## Stated goal:
Gather every line below that contains the word "church" and copy each of them.
*** Data to use ***
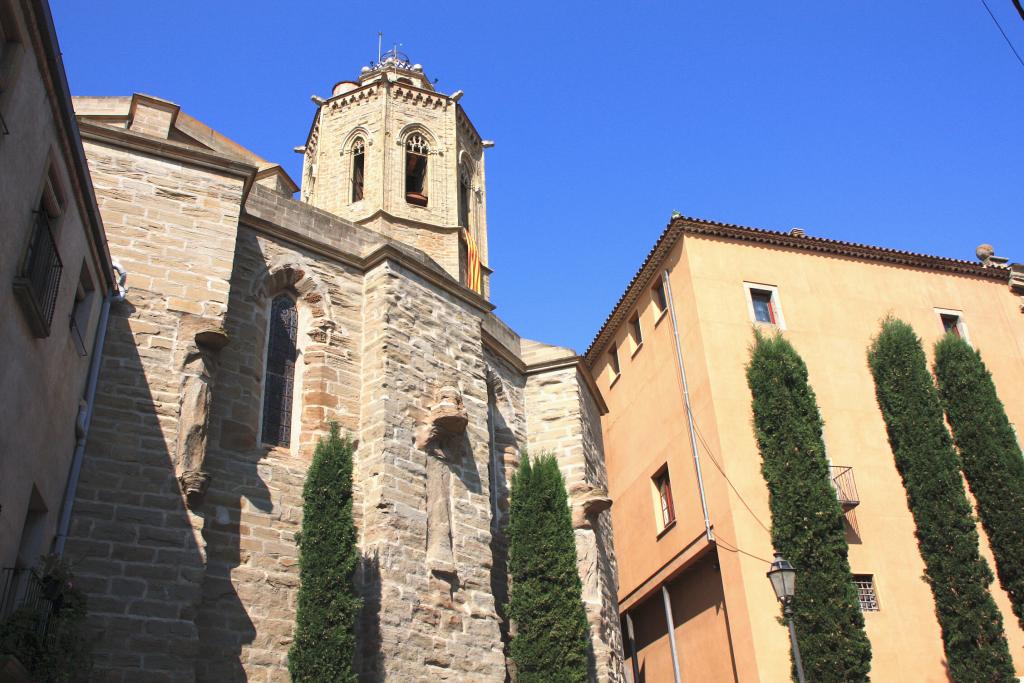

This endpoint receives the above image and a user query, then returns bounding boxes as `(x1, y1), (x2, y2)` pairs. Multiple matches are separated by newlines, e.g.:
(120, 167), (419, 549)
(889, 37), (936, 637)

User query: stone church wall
(356, 262), (505, 682)
(67, 142), (243, 681)
(68, 102), (621, 683)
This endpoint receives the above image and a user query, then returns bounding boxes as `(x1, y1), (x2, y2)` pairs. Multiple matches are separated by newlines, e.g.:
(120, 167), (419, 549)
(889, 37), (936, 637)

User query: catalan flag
(462, 227), (483, 294)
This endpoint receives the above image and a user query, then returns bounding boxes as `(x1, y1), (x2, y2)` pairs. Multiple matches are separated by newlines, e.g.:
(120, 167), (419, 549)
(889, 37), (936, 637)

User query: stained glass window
(263, 294), (299, 445)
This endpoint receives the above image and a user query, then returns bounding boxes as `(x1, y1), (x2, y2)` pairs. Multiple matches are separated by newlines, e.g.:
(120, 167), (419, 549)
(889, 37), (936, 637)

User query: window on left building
(352, 137), (367, 202)
(262, 294), (299, 446)
(13, 168), (63, 337)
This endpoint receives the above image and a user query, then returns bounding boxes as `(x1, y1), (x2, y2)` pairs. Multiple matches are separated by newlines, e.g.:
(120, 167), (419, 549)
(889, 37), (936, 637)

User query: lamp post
(767, 553), (804, 683)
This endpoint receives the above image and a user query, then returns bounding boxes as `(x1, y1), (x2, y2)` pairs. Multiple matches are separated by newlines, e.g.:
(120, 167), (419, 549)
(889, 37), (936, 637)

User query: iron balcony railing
(14, 209), (63, 337)
(828, 465), (860, 510)
(0, 567), (57, 637)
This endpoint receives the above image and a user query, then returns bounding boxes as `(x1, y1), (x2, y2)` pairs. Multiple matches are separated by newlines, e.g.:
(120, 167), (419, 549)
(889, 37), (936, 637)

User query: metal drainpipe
(662, 268), (715, 543)
(53, 262), (128, 555)
(662, 584), (683, 683)
(626, 612), (640, 683)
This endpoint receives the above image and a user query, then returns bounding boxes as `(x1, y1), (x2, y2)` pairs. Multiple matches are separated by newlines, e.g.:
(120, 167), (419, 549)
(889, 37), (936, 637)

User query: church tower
(297, 50), (493, 298)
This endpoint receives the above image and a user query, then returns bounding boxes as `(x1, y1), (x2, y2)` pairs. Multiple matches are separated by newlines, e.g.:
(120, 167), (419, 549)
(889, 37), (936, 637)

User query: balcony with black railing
(14, 210), (63, 337)
(0, 567), (60, 638)
(828, 465), (860, 512)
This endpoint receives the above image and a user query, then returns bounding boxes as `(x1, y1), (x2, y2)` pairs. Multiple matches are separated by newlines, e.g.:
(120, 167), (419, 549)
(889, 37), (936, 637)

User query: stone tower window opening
(352, 137), (367, 203)
(261, 294), (299, 446)
(406, 133), (430, 207)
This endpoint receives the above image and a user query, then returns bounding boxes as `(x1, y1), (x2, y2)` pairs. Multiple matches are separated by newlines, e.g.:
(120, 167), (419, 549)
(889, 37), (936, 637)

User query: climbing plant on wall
(288, 423), (362, 683)
(508, 454), (588, 683)
(935, 334), (1024, 627)
(867, 318), (1016, 682)
(746, 331), (871, 681)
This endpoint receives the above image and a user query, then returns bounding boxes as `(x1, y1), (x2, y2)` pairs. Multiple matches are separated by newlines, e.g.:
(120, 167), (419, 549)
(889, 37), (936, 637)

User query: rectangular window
(71, 261), (95, 356)
(14, 207), (63, 337)
(650, 278), (669, 315)
(751, 289), (775, 325)
(630, 313), (643, 351)
(935, 308), (971, 343)
(608, 344), (622, 379)
(652, 465), (676, 529)
(853, 573), (880, 612)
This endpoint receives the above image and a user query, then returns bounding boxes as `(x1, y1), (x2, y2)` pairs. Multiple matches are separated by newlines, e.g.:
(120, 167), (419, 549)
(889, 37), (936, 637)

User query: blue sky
(52, 0), (1024, 351)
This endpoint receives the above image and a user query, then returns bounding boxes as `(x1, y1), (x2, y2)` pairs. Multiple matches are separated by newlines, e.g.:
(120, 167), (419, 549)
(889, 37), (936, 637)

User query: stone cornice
(585, 216), (1010, 368)
(79, 120), (258, 198)
(523, 354), (608, 415)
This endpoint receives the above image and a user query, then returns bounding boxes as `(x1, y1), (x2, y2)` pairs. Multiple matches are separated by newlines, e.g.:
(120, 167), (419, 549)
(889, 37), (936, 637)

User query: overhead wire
(981, 0), (1024, 67)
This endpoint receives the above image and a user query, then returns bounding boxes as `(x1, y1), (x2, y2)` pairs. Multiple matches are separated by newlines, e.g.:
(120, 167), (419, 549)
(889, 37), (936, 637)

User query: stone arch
(396, 123), (441, 155)
(339, 126), (374, 157)
(253, 255), (336, 344)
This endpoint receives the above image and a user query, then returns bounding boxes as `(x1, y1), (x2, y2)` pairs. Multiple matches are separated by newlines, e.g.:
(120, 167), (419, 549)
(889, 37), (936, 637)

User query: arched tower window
(262, 294), (299, 445)
(352, 137), (367, 202)
(459, 164), (472, 227)
(406, 133), (430, 206)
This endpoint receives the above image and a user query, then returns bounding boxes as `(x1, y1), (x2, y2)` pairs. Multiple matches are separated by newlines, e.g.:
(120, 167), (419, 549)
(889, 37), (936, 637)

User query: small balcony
(0, 567), (59, 636)
(828, 465), (860, 512)
(14, 209), (63, 337)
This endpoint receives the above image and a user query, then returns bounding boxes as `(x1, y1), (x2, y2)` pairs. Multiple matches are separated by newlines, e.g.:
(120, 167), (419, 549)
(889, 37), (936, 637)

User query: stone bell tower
(297, 50), (493, 297)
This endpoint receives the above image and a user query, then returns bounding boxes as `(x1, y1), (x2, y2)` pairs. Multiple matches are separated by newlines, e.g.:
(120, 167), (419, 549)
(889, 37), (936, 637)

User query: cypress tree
(867, 318), (1016, 682)
(288, 423), (362, 683)
(935, 335), (1024, 627)
(746, 331), (871, 681)
(508, 454), (589, 683)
***
## The output:
User query: stone church wall
User query: church tower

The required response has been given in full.